[[ Task inputs, beginning ]]

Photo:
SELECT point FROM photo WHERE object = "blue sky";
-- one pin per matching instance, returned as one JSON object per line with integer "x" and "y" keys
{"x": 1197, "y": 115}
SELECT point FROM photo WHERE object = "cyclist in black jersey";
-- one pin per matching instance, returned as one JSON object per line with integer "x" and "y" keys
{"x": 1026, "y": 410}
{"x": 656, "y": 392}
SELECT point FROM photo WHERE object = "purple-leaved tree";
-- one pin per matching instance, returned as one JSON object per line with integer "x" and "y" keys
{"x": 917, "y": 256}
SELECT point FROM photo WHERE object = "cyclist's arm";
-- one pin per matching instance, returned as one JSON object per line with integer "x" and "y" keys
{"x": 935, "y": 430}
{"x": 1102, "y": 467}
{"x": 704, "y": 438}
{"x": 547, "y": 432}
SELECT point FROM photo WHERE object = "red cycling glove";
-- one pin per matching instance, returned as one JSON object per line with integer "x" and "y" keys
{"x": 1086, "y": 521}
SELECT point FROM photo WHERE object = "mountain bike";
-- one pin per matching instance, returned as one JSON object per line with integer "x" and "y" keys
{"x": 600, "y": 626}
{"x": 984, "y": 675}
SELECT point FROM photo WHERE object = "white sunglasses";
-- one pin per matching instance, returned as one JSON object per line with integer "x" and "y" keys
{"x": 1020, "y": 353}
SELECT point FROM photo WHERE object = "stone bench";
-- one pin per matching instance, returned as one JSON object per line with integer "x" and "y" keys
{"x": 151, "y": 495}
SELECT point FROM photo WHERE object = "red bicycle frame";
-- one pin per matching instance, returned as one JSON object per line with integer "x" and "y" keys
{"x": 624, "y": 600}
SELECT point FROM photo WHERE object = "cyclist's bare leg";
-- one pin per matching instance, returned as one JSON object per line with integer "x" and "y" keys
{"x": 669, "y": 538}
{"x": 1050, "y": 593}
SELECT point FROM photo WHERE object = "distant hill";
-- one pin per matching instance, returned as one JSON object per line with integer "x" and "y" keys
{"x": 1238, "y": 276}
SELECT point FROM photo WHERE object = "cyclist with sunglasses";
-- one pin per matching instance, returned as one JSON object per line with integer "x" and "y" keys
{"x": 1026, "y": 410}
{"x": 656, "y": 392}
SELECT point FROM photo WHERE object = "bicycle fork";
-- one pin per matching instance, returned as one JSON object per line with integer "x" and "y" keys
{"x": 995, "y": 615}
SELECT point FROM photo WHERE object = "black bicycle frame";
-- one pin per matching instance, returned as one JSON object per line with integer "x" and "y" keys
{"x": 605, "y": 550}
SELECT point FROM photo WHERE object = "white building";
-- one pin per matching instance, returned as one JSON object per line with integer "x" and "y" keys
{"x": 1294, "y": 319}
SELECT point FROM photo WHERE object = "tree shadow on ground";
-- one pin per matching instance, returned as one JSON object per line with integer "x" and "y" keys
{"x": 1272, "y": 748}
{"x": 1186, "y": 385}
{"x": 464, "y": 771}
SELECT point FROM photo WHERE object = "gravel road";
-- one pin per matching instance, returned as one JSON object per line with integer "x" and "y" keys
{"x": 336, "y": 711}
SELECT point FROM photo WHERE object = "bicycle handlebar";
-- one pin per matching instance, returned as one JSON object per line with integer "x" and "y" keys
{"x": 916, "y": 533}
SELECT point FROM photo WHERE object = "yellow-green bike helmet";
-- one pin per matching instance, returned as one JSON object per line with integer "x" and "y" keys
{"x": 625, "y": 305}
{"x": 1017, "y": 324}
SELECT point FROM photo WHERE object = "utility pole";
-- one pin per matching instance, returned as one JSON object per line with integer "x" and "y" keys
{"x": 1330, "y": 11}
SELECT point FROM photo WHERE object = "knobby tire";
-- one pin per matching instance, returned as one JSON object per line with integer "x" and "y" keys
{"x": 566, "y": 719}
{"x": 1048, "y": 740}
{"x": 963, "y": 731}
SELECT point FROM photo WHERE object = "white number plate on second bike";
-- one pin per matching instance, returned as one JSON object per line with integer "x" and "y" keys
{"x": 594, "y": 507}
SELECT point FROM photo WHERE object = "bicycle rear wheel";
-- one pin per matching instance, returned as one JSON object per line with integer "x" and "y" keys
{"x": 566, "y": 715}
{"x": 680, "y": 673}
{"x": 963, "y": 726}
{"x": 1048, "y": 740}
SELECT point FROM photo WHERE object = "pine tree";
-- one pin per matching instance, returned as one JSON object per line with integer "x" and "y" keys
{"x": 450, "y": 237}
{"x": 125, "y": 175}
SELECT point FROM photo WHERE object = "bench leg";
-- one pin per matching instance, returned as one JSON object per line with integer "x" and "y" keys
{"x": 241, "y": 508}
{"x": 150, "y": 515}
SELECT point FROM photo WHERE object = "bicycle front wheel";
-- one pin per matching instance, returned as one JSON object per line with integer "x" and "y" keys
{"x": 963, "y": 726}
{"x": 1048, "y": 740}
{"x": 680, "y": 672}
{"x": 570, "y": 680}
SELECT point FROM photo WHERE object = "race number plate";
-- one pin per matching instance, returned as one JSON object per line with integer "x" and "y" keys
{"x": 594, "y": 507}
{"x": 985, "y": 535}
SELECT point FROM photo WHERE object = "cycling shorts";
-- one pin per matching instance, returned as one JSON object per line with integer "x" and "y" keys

[[ Task inputs, end ]]

Tally of lines with the word "frame": work out how many lines in the records hold it, and give that number only.

2